Genehmigungsbedürftigkeit

(1) Rechtserwerbe gemäß §1 Abs2 Z. 1 an land- oder forstwirtschaftlichen Grundstücken oder Teilen davon bedürfen der Genehmigung der Behörde. Eine Genehmigung ist nicht erforderlich bei der Übertragung des Eigentums

a) an einem Grundstück in einem Freigebiet oder

b) an einen Miteigentümer, sofern die Übertragung nicht zu einer Teilung des gemeinschaftlichen land- oder forstwirtschaftlichen Grundbesitzes führt, oder

c) zur Begründung einer ehelichen Gütergemeinschaft sowie von Miteigentum zwischen Ehegatten oder Lebensgefährten oder

d) an allen land- und forstwirtschaftlichen Grundstücken eines land- oder forstwirtschaftlichen Betriebs, wenn durch die Übertragung Alleineigentum eines nahen Angehörigen (§2 Abs7) oder Miteigentum von nahen Angehörigen, die Ehepartner oder Lebensgefährten sind, begründet wird.

(2) Rechtserwerbe nach Abs1 sind zu genehmigen, wenn den öffentlichen Interessen an der Erhaltung land- oder forstwirtschaftlicher Nutzflächen und

1. an der Schaffung, Erhaltung und Stärkung eines leistungsfähigen Bauernstandes oder

2. an der Erhaltung und Schaffung eines wirtschaftlich gesunden mittleren oder kleinen land- oder forstwirtschaftlichen Grundbesitzes

entsprochen wird und der Rechtserwerber glaubhaft macht, daß er das zu erwerbende Grundstück selbst ordnungsgemäß bewirtschaften wird.

..."

III. Der Verfassungsgerichtshof hat über die - zulässige - Beschwerde erwogen:

1.1. In der Beschwerde wird vor allem die Verfassungswidrigkeit der Wortfolge ", die Ehepartner oder Lebensgefährten sind," in §4 Abs1 litd Oö. GVG 1994 behauptet. Nach dieser Bestimmung ist die Übertragung des Eigentums an allen land- und forstwirtschaftlichen Grundstücken eines land- oder forstwirtschaftlichen Betriebes nicht genehmigungspflichtig, wenn durch die Übertragung Alleineigentum eines nahen Angehörigen oder Miteigentum von nahen Angehörigen, die Ehepartner oder Lebensgefährten sind, begründet wird.

........

ZU BEARBEITENDE AUFGABEN:
**a.** Was muss der Rechtserwerber laut Ausgangstext glaubhaft machen, damit ein Rechtserwerb nach Abs1 zu genehmigen ist?
**b.** Geben Sie bitte den Abschnitt des Ausgangstexts von „d) an allen“ bis einschließlich „ordnungsgemäß bewirtschaften wird.“ wortgetreu wieder.

........

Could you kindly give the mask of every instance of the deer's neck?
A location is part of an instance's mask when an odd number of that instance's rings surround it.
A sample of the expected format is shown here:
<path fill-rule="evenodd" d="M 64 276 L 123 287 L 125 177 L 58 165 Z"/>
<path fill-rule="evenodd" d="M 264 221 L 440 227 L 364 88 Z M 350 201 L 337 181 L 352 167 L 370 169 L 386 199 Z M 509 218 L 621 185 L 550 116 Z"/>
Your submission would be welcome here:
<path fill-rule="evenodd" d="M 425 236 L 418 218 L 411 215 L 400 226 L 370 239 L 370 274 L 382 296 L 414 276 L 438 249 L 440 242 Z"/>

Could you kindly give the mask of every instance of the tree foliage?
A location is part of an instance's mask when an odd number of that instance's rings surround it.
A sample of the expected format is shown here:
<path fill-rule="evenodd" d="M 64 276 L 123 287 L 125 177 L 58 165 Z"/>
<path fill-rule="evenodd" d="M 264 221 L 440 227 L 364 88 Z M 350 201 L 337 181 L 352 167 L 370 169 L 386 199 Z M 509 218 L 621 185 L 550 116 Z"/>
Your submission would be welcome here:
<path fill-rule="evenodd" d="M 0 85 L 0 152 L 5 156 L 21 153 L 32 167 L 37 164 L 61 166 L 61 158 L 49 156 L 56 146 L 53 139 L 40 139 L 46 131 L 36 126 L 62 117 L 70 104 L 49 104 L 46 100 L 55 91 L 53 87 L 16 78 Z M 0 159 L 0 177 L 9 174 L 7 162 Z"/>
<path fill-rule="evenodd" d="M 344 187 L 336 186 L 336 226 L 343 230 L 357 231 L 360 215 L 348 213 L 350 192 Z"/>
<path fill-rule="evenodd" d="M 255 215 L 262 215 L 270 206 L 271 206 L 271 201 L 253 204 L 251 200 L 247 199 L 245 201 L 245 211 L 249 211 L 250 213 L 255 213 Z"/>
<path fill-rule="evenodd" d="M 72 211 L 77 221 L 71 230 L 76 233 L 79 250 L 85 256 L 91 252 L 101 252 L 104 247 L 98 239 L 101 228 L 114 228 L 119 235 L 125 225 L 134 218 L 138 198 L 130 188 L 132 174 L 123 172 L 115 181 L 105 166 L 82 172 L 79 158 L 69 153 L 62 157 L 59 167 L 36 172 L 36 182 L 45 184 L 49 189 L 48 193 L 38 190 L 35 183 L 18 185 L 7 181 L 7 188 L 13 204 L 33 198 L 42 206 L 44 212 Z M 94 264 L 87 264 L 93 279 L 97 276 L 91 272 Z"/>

........

ERGEBNISSE:
**a.** Dass er das zu erwerbende Grundstück selbst ordnungsgemäß bewirtschaften wird.

**b.**
d) an allen land- und forstwirtschaftlichen Grundstücken eines land- oder forstwirtschaftlichen Betriebs, wenn durch die Übertragung Alleineigentum eines nahen Angehörigen (§2 Abs7) oder Miteigentum von nahen Angehörigen, die Ehepartner oder Lebensgefährten sind, begründet wird.

(2) Rechtserwerbe nach Abs1 sind zu genehmigen, wenn den öffentlichen Interessen an der Erhaltung land- oder forstwirtschaftlicher Nutzflächen und

1. an der Schaffung, Erhaltung und Stärkung eines leistungsfähigen Bauernstandes oder

2. an der Erhaltung und Schaffung eines wirtschaftlich gesunden mittleren oder kleinen land- oder forstwirtschaftlichen Grundbesitzes

entsprochen wird und der Rechtserwerber glaubhaft macht, daß er das zu erwerbende Grundstück selbst ordnungsgemäß bewirtschaften wird.